STATED PROBLEM
Convert the material below into a two-column CSV with the columns input and output. Give one row per input and its output, with each value in a single quoted field, line breaks replaced by spaces, and the pictures omitted.

Excerpt from a dataset
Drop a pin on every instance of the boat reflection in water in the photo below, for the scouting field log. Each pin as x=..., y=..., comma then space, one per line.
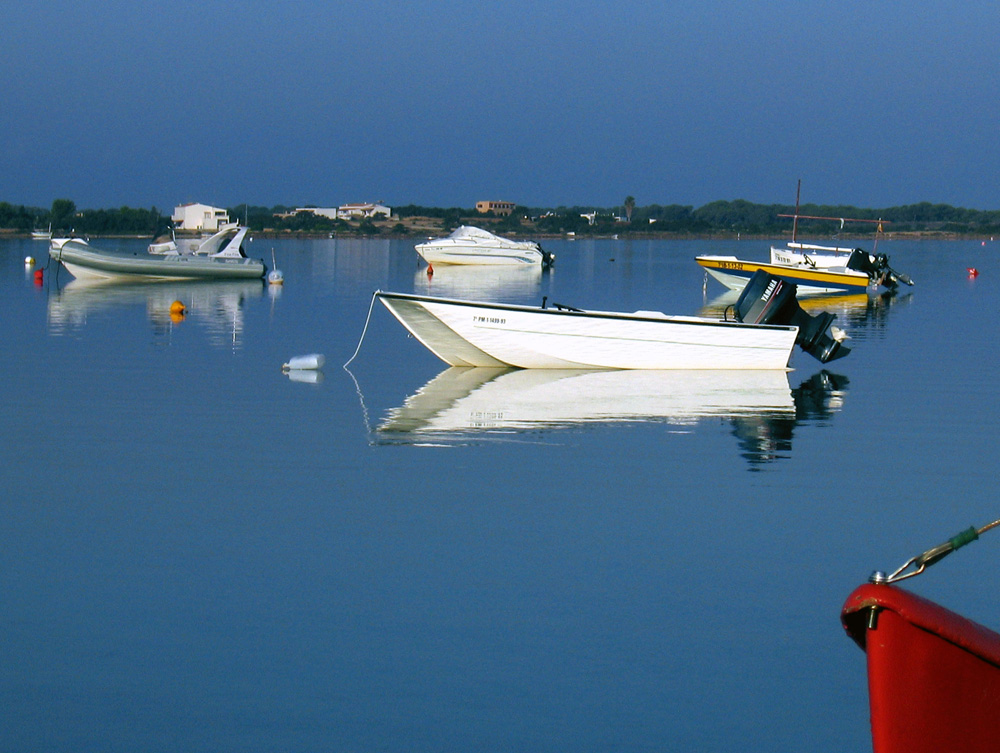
x=855, y=312
x=215, y=305
x=464, y=404
x=493, y=282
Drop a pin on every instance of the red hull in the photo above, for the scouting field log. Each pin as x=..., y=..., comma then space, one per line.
x=933, y=676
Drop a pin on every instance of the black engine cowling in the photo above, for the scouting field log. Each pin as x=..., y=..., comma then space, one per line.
x=770, y=300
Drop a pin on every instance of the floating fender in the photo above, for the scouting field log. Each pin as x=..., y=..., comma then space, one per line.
x=310, y=362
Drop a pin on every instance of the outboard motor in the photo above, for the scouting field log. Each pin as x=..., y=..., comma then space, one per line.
x=770, y=300
x=878, y=270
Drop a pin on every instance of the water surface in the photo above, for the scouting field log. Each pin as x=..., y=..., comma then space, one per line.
x=199, y=553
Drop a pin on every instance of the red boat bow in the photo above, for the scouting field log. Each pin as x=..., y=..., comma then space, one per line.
x=933, y=675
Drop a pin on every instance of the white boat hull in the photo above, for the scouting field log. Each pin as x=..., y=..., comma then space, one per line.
x=471, y=245
x=456, y=254
x=466, y=333
x=87, y=263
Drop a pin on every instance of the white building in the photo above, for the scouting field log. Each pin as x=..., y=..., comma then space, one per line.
x=199, y=217
x=346, y=211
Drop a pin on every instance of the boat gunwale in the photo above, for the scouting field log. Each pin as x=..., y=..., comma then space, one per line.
x=637, y=317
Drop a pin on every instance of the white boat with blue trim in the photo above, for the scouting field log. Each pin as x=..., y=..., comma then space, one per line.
x=767, y=323
x=473, y=245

TASK RESULT
input,output
"Drop a pin on every instance of the boat reflection in water in the photo below, for the scouting field log. Each pin as x=..., y=..., comma then space, one per line.","x=855, y=312 x=215, y=305 x=464, y=404 x=493, y=282"
"Drop a pin on every instance of the red hull in the photo above, for the scouting field log. Each pin as x=..., y=..., comma then space, one per line.","x=933, y=676"
"Drop a pin on every instance of the black engine cowling in the photo above, for the scouting field log. Each pin as x=..., y=..., comma then space, one per line.","x=770, y=300"
"Drop a pin on every instance of the floating fender in the photo above, for the scouting field log. Each pin as x=..., y=..., comma then space, one per line.","x=310, y=362"
"Drop a pin on every instance of the outboard motor in the photo above, for the scouting field log. Each pin as x=..., y=..., comma then space, one per line.","x=770, y=300 x=878, y=270"
"Drop a pin on every instance of the water surface in the photo above, for the scouting field log. Each pin as x=..., y=..., comma then space, one per line.","x=199, y=553"
"Drop a pin on every instance of the red boat bow in the photo above, for the scouting field log. Each pin as x=..., y=..., comma then space, one per line.","x=933, y=675"
"Drop a pin on every instance of the white boat hull in the photo above, for the scouting field log. Each pin as x=..., y=..., comma then space, one per line.","x=471, y=245 x=456, y=254 x=466, y=333 x=87, y=263"
"Drop a pin on every instance of the white building in the photo above, for the scouting field log. Each pin as x=..., y=..., comma then space, one per line.","x=199, y=217 x=346, y=211"
"Drop a pin on every instance of the boat gunwale in the photo above, for the scouting field log. Each pin as x=..., y=..., comma then space, one per line.","x=637, y=317"
"Drop a pin on every instance of the white boat with blue trim in the photo above, for the scouting field log. Each pin as x=..., y=..., comma then space, one per line.","x=767, y=323 x=473, y=245"